--- Begin ---

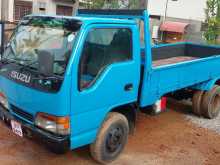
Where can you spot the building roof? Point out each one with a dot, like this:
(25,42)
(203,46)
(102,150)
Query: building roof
(177,27)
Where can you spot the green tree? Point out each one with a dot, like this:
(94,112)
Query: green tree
(213,21)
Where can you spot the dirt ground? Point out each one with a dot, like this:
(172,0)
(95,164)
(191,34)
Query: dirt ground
(167,139)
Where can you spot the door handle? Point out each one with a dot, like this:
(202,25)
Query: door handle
(128,87)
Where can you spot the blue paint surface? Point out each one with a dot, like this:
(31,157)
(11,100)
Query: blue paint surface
(89,108)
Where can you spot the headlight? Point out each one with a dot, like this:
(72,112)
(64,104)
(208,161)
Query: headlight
(54,124)
(3,100)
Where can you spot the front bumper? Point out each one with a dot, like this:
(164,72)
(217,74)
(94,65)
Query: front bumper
(58,144)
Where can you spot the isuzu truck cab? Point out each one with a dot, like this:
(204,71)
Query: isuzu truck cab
(76,81)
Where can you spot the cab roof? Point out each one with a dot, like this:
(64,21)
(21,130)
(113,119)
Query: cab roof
(89,20)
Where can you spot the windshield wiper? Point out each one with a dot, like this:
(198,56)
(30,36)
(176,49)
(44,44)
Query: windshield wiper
(29,65)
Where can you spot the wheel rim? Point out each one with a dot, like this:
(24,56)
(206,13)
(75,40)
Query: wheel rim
(114,139)
(216,105)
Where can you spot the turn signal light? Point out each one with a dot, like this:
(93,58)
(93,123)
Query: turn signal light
(54,124)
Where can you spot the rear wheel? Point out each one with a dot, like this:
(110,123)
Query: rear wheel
(211,103)
(196,102)
(111,138)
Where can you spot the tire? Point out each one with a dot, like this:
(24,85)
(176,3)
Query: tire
(196,102)
(111,138)
(211,103)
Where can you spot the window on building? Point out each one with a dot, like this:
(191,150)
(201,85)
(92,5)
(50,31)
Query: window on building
(64,10)
(22,8)
(102,48)
(42,7)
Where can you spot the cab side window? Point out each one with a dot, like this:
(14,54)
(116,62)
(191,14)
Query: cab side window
(102,48)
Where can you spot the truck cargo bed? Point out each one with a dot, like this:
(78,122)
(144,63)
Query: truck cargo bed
(178,66)
(172,60)
(176,53)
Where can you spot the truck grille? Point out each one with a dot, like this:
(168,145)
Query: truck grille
(22,113)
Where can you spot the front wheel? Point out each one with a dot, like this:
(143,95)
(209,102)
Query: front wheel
(111,138)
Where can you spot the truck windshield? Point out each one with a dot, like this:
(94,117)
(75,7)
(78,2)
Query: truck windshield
(53,35)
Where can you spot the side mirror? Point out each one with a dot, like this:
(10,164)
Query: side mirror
(45,63)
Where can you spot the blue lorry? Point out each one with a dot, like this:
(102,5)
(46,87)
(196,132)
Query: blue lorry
(76,81)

--- End ---

• EXERCISE TASK
Keep the pictures out of your copy, and repeat every entry above exactly.

• FINISHED ANSWER
Where can you spot the building roof? Point out each one with a dot, like this:
(25,42)
(203,46)
(102,150)
Query: building roof
(177,27)
Where can you spot the green tree? Point out each one with a dot, like this:
(94,112)
Query: green tree
(213,21)
Where can you spot the dirt ground? Point out each one with a dot, like this:
(172,0)
(95,164)
(191,34)
Query: dirt ground
(167,139)
Where can you spot the door handle? Point out each one with a dot, like this:
(202,25)
Query: door handle
(128,87)
Where can you spot the blue paint surface? Point out each one with a dot, like this:
(31,157)
(11,100)
Query: blue paint surface
(89,108)
Where can you spot the headlight? Point out each one with a dot, like this:
(72,112)
(64,104)
(208,161)
Query: headlight
(54,124)
(3,100)
Where can you spot the front bumper? Point out each one with a dot, like this:
(164,72)
(217,74)
(94,65)
Query: front bumper
(58,144)
Where can you spot the isuzu truck cab? Point out each one with a dot, like this:
(204,71)
Query: isuzu truck cab
(76,81)
Where can you spot the cab roof? Point out each one with a dot, like this:
(64,21)
(21,130)
(113,119)
Query: cab roof
(89,20)
Where can you spot the windshield wiper? Point out each one with a dot, like this:
(198,56)
(30,36)
(176,49)
(44,44)
Query: windshield wiper
(29,65)
Where can you spot the wheel rim? Point out each one with a dot, like this:
(24,56)
(206,13)
(75,40)
Query: wheel rim
(114,139)
(216,105)
Where can you spot the turn signal light? Point out each one with a dot, like this:
(93,58)
(93,123)
Query: turn signal light
(54,124)
Where can you spot the rear wheel? Point out each one with a dot, like this:
(110,123)
Query: rear wheel
(211,103)
(196,102)
(111,138)
Where can you spot the tire? Point out each one with a dot, like this:
(24,85)
(176,3)
Query: tire
(196,102)
(111,138)
(211,103)
Where can you spot the window on building? Point out each one with a dot, like this:
(191,150)
(201,85)
(92,5)
(50,31)
Query: window on building
(64,10)
(22,8)
(102,48)
(42,7)
Where can you spot the cab side window? Point out each one with a dot, like this:
(14,54)
(116,62)
(191,14)
Query: cab side window
(102,48)
Where can you spot the truck cargo bed? Point out each one with a dot, like this:
(78,122)
(144,63)
Query: truck cargo bed
(178,66)
(172,60)
(176,53)
Where can you spot the truck grille? Point out each one with a dot, like this:
(168,145)
Query: truck grille
(22,113)
Where can you spot the front wheel? Point out each one with a dot, like this:
(143,95)
(209,102)
Query: front wheel
(111,138)
Where can you spot the truck windshield? Point out each one with a dot, like this:
(94,117)
(75,7)
(78,2)
Query: truck windshield
(53,35)
Where can you spot the side mirror? Point out each one with a dot, like this:
(10,164)
Query: side mirror
(45,63)
Where can you spot the blue lorry? Point out each one with a dot, like this:
(102,5)
(46,87)
(196,132)
Query: blue lorry
(76,81)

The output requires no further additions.